● **Yapılacak İşler**
1/ Alıntılanan metne göre mali müşavir bilirkişinin mahkemeye sunduğu rapor hangi tarihi taşıyor?
2/ Lütfen bilirkişi raporunu değerlendiren mahkeme metnini son cümlesinden sonra devam ettirin.

● **Alıntılanan Metin**
★ ★ ★
Deliller toplandıktan sonra tarafların ticari defter ve belgeleri üzerinde bilirkişi incelemesi yaptırılarak mali müşavir bilirkişi …’dan mahkememizce tespit edilen uyuşmazlık konularında rapor düzenlenmesi istenilmiş, bilirkişi mahkememize sunmuş olduğu 19/12/2017 tarihli raporunda özetle; Davacı şirketin incelenen 2016 yılı ticari defterinin 6102 sayılı TTK 64-66 maddelerine göre yaptırılması gereken açılış ve kapanış tasdiklerinin zamanında yaptırıldığını, ticari defterlerin usulüne uygun şekilde tutulduğunu, sahibi lehine delil olabileceğini, davacı şirketin ticari defterlerinde davaya konu icra takip tarihi itibariyle, davacı şirketin davalı şirketten 31.100,48 Euro karşılığı 115.071,78 TL alacak bakiyesi olduğunu, davalı şirketin davaya konu icra takip tarihinden bir gün sonra 15.12.2016 tarihinde davacı şirkete 10.000, 00 Euro ödeme yaptığını, işbu 10,000,00 Euro tutarın da 37.077,00 TL olarak kaydedildiğini, 2016 yılı sonu itibariyle davacı şirketin davalı şirketten 21.100,48 Euro karşılığı 77.994,78 TL alacak bakiyesi olduğunun kayıtlı olduğunu, davalı şirketin incelenen 2016 yılı ticari defterinin 6102 sayılı TTK 64-66 maddelerine göre yaptırılması gereken açılış ve kapanış tasdiklerinin zamanında ve usulüne uygun şekilde yaptırıldığını, ticari defterlerin usulüne uygun şekilde tutulduğunu, sahibi lehine delil olabileceğini, davalı şirketin ticari defterlerinde; davaya konu icra takip tarihi itibariyle davalı şirketin davacı şirkete 31.100,48 Euro karşılığı 103.997,22 TL borç bakiyesi olduğunu, davalı şirketin davaya konu icra takip tarihinden bir gün sonra 15.12.2016 tarihinde davacı şirkete 10.000, 00 Euro ödeme yaptığını, işbu 10,000,00 Euro tutarın 37.010,00 TL olarak kaydedildiğini, 2016 yılı sonu itibariyle davalı şirketin davacı şirkete 21.100,48 Euro karşılığı 78.280,67 TL borç bakiyesi olduğunun kayıtlı olduğunu, taraflar arasında 31.12.2016 tarihi itibariyle, davacı şirketin davalı şirketten 21.100,48 Euro karşılığı 78.280.,67 TL alacak bakiyesi olduğuna ilişkin “Cari Mutabakat” bulunduğunu, taraflar arasındaki hesaplarda kur farkı dışında farklılık bulunmadığını, sevk irsaliyelerinin üzerinde teslim alanın adı soyadı ve imzası bulunduğunu, taraflar arsında ticari ilişki bulunduğunu beyan etmiştir. Bilirkişi Raporu dosya kapsamına uygun, ayrıntılı, açıklayıcı ve hüküm kurmaya elverişlidir.
★ ★ ★
● **Veri Kesiti**
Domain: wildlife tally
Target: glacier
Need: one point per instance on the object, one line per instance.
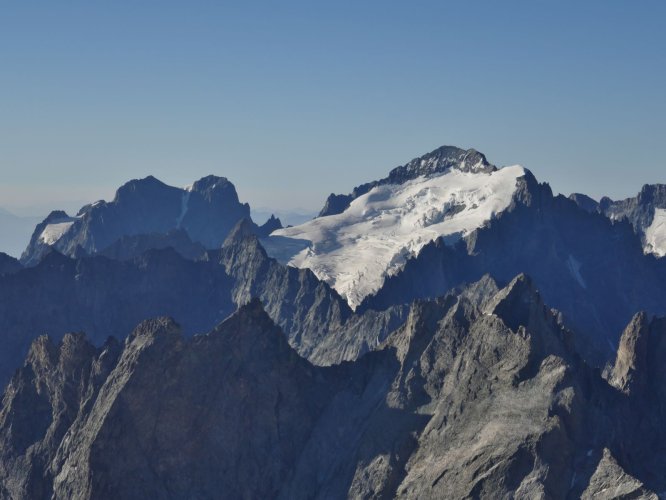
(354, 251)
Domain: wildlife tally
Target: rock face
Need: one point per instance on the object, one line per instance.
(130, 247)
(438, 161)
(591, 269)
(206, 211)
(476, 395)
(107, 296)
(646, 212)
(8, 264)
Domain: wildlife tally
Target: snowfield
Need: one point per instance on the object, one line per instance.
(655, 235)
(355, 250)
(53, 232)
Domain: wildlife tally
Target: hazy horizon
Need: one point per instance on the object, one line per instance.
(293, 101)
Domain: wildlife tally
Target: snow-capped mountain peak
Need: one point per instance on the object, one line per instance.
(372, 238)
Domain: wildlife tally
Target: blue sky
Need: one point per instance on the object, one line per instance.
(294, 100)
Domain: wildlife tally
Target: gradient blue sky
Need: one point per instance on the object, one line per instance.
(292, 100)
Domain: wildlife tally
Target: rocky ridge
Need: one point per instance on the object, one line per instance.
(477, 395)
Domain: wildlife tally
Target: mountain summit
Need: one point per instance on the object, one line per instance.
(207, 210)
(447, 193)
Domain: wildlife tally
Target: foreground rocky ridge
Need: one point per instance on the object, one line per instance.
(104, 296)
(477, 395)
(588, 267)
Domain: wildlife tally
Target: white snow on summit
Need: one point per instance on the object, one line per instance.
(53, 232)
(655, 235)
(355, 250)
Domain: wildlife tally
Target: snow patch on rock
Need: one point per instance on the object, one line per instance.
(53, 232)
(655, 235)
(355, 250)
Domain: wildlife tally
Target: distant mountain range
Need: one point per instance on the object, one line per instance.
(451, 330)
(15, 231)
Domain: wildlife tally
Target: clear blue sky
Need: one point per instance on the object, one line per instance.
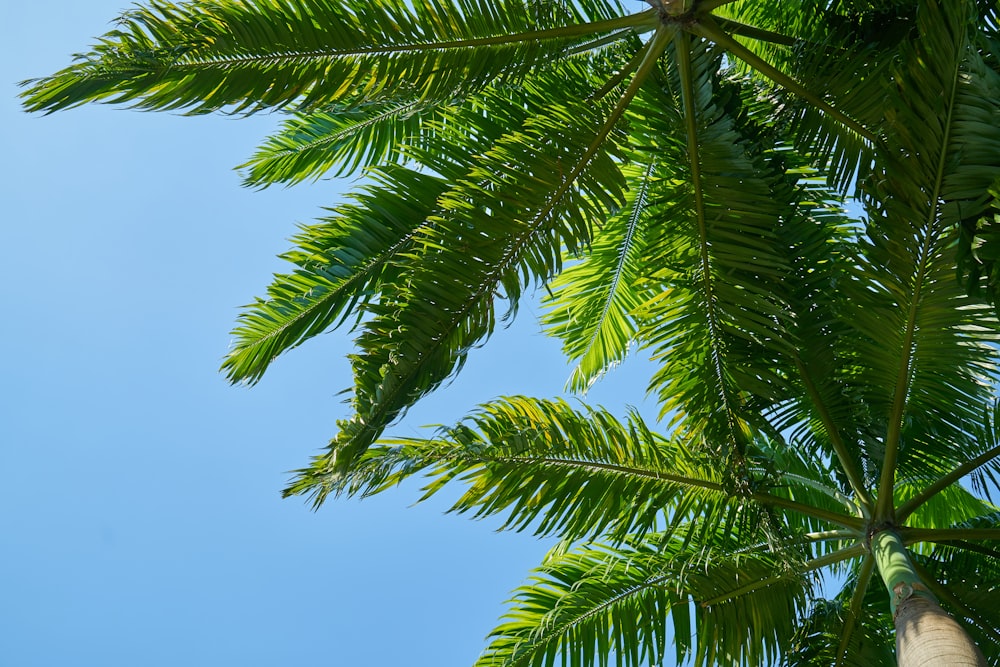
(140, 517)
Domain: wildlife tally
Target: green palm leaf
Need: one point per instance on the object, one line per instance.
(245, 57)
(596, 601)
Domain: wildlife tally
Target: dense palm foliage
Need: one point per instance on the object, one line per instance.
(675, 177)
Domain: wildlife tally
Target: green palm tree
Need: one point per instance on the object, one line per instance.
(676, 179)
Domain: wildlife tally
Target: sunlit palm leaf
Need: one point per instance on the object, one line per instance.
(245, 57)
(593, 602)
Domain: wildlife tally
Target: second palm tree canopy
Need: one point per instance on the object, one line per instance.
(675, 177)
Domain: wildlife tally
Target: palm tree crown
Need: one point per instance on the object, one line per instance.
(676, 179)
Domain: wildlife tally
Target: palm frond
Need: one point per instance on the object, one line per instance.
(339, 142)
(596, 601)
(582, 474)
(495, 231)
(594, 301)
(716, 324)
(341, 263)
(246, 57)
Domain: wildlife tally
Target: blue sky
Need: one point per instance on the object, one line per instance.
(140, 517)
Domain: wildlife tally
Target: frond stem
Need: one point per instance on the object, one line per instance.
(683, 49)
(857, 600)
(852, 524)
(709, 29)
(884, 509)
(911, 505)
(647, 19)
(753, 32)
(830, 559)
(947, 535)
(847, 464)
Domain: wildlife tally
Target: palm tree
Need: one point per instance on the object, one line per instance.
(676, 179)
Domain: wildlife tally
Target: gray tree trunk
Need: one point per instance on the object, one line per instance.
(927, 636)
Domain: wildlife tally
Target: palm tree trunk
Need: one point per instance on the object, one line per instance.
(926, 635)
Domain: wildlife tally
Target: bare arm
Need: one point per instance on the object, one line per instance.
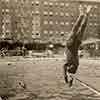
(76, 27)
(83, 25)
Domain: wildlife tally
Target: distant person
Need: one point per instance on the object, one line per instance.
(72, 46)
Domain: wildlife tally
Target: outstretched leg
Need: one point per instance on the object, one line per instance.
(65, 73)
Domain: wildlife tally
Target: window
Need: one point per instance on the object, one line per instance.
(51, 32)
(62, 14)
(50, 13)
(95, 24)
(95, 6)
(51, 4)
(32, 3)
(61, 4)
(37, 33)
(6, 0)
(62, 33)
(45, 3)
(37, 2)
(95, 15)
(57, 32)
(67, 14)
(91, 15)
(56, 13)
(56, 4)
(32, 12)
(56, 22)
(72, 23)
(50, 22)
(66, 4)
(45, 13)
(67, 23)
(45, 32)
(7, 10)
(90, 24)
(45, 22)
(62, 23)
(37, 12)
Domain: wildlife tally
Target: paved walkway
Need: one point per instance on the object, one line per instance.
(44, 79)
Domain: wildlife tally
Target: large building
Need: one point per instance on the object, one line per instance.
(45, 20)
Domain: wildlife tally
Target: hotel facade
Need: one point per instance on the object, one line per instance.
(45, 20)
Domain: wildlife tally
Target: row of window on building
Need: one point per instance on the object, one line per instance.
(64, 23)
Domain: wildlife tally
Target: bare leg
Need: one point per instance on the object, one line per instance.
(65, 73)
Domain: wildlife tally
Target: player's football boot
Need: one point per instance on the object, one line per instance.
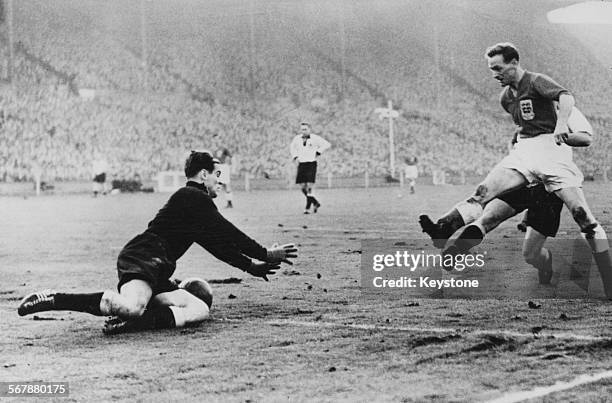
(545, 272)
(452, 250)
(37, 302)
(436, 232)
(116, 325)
★ ★ ★
● **Verilen Yanıtlar**
1/ Rapor 19/12/2017 tarihlidir.

2/
İtirazın iptali davası yargılama usulü bakımından genel hükümlere tabidir. İspat yükü kanunda özel bir düzenleme bulunmadıkça iddia edilen vakıaya bağlanan hukuki sonuçtan kendi lehine hak çıkaran tarafa aittir. Kanuni bir karineye dayanan taraf sadece karinenin temelini oluşturan vakıaya ilişkin ispat yükü altındadır. Kanunda ön görülen istisnalar dışında karşı taraf kanuni karinenin aksini ispat edebilir. (HMK m.190). İtirazın iptali davasında ispat yükü kural olarak davacı alacaklıdadır. Ancak borçlunun itirazındaki beyana göre ispat yükü yer değiştirebilir. Borçlu itirazın iptali davasına karşı vereceği cevapta ödeme emrine itiraz ederken bildirmiş olduğu itiraz sebepleri ile bağlı değildir, borçlu her türlü borca itirazını ödeme emrine itirazından bağımsız olarak ileri sürebilir.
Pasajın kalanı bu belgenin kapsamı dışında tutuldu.